#### What the task requires:
Copy out each line of the data that includes the string "small".

#### Source records:

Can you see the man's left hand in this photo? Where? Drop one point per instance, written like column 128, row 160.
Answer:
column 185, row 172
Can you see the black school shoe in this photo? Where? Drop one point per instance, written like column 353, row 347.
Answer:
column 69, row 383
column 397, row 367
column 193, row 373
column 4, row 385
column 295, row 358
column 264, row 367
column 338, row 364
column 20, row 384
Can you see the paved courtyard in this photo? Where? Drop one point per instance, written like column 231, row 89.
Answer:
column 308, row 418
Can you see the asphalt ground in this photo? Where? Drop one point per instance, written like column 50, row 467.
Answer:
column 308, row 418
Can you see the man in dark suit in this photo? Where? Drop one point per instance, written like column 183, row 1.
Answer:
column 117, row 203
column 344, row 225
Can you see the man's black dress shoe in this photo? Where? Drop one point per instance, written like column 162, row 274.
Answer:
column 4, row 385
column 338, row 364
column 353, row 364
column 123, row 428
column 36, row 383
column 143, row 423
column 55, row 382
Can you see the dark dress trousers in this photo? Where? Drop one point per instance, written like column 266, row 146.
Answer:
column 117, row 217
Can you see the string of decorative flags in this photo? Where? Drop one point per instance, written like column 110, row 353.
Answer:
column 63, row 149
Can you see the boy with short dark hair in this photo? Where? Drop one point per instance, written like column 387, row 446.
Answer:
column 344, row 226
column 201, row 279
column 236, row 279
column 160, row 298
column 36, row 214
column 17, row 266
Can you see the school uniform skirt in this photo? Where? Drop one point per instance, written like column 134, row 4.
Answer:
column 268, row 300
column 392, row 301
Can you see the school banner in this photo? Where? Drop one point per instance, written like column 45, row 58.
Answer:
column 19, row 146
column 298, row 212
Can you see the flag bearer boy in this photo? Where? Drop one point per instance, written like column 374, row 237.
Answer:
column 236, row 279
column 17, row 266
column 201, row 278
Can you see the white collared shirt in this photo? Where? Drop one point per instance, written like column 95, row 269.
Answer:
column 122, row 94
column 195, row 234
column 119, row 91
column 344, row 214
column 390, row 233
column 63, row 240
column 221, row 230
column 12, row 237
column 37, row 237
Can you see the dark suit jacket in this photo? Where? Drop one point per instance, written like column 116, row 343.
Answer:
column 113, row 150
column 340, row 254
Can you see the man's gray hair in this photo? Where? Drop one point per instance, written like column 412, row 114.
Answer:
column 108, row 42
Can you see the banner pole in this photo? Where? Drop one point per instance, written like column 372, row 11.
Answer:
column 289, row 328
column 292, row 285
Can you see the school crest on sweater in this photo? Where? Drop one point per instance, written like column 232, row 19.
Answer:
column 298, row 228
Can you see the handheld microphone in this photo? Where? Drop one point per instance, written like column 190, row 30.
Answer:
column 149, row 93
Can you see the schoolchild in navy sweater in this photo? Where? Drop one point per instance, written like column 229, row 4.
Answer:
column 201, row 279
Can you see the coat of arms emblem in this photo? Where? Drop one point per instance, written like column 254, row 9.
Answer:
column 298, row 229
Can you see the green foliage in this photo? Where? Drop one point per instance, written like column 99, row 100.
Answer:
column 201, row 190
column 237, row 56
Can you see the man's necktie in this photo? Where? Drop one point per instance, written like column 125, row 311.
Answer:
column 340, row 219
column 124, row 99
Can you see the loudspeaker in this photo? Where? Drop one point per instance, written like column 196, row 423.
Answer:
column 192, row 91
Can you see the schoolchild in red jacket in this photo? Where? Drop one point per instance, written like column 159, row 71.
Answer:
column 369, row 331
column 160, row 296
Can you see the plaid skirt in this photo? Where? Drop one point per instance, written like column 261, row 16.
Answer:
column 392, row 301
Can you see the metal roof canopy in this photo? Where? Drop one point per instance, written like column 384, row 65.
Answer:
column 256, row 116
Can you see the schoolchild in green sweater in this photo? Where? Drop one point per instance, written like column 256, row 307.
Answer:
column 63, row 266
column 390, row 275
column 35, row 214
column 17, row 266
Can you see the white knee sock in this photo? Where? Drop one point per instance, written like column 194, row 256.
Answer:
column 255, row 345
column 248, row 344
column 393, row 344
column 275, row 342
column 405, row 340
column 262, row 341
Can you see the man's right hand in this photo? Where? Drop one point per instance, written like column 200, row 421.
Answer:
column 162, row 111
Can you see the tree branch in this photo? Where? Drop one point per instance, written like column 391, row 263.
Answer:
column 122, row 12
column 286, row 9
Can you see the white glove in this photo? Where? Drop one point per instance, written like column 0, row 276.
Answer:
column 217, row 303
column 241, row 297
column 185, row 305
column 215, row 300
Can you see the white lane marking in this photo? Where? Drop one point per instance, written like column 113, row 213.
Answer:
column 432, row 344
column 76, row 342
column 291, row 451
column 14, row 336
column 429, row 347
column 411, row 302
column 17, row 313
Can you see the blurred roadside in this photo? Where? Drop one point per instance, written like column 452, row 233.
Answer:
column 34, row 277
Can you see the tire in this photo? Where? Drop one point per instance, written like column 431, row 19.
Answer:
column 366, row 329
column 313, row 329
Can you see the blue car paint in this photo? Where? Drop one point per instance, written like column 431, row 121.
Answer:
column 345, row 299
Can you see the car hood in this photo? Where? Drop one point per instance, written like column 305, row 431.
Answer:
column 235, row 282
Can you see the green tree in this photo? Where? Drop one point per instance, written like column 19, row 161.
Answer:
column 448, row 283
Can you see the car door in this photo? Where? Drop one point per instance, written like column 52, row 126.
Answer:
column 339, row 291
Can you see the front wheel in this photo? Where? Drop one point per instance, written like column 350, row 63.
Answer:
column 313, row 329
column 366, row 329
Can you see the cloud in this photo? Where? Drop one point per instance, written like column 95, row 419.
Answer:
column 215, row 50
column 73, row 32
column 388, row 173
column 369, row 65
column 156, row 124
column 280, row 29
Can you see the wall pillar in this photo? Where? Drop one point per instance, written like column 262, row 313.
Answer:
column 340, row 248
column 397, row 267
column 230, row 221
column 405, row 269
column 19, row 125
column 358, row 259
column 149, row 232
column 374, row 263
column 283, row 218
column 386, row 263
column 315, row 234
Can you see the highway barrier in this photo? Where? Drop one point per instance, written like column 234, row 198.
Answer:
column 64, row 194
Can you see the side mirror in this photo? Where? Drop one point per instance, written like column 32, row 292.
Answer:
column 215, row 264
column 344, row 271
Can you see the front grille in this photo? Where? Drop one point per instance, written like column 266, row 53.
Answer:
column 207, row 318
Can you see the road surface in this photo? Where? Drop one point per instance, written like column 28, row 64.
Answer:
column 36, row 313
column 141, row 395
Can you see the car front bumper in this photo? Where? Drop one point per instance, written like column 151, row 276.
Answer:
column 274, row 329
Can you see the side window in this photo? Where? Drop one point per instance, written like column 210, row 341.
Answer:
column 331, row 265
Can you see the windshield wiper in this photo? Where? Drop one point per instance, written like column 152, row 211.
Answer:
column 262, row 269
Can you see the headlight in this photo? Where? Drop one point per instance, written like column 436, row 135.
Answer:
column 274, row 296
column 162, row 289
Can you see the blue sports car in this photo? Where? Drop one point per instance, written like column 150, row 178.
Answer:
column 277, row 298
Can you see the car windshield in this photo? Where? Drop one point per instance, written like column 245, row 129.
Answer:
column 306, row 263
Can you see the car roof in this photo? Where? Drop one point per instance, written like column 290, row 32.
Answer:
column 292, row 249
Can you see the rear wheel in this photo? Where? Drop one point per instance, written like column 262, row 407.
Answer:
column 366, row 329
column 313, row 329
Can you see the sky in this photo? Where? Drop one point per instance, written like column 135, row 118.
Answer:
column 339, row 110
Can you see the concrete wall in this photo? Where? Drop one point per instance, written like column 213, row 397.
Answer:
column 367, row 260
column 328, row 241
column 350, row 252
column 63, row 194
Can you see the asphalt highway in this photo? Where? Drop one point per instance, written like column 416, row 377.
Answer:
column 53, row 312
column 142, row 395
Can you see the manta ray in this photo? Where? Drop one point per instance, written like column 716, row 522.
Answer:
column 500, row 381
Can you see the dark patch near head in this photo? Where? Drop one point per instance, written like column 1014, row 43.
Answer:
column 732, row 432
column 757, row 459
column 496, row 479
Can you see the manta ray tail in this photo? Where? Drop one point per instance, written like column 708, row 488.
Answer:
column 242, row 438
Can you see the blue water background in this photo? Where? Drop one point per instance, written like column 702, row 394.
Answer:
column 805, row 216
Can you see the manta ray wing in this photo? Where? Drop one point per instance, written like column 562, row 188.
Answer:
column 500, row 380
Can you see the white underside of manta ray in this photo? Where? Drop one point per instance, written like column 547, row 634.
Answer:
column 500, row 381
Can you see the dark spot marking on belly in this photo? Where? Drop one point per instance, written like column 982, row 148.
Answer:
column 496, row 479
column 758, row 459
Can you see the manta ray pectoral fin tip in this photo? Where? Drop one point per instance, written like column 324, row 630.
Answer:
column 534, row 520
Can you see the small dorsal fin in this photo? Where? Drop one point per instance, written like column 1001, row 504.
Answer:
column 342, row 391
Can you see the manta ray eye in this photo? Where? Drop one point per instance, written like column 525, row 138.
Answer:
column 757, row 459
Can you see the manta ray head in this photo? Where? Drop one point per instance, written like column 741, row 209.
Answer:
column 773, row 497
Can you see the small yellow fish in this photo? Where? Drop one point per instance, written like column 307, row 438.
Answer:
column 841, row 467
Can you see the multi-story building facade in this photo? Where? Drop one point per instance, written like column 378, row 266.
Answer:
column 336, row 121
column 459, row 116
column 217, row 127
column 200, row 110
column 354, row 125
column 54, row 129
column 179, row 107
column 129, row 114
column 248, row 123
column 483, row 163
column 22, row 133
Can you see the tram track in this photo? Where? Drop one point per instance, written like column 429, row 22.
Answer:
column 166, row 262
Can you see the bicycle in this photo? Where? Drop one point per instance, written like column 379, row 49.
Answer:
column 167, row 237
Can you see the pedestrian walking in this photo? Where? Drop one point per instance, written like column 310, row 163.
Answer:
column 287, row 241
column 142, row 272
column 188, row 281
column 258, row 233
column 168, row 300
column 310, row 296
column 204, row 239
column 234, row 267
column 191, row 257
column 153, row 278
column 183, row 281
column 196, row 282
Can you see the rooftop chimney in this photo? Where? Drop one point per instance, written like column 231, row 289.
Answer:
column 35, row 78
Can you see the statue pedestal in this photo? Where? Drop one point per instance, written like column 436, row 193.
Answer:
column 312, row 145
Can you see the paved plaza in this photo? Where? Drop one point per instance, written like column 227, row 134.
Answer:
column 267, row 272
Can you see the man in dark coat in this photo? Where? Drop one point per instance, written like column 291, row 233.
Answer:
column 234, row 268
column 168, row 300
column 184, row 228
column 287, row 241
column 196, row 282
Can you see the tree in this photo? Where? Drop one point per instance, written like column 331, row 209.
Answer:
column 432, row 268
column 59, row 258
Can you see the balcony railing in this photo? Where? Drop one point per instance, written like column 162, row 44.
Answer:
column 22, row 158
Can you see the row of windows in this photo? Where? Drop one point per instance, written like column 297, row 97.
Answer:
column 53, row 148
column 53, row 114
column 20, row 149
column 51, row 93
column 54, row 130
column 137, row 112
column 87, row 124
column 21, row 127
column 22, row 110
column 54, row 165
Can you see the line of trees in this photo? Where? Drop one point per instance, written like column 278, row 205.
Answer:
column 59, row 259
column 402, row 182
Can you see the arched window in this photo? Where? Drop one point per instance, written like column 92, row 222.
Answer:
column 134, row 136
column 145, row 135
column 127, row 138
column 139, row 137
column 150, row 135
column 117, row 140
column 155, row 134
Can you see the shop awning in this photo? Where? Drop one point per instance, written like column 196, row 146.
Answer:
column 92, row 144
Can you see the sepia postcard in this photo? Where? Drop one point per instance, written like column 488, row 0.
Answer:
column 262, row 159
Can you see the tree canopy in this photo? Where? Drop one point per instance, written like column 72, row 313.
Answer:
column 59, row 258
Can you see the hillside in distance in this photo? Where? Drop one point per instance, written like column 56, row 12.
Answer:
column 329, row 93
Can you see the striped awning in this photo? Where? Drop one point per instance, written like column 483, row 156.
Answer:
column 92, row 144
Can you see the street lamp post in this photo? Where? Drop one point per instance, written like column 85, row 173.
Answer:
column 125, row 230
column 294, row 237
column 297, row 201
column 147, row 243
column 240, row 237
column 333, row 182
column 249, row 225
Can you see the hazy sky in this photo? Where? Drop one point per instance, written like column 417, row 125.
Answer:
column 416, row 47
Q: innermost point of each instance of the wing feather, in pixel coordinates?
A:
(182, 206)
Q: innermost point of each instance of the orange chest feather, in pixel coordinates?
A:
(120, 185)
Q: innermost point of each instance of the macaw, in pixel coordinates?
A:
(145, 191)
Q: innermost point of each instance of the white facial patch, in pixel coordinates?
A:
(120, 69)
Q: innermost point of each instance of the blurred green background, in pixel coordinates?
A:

#### Output of the exercise:
Can you see the small dorsal fin in this photo? Where? Drop one point per instance, written like column 1001, row 504.
Can you see the small yellow fish in this photo? Where? Drop one point per instance, written like column 307, row 438.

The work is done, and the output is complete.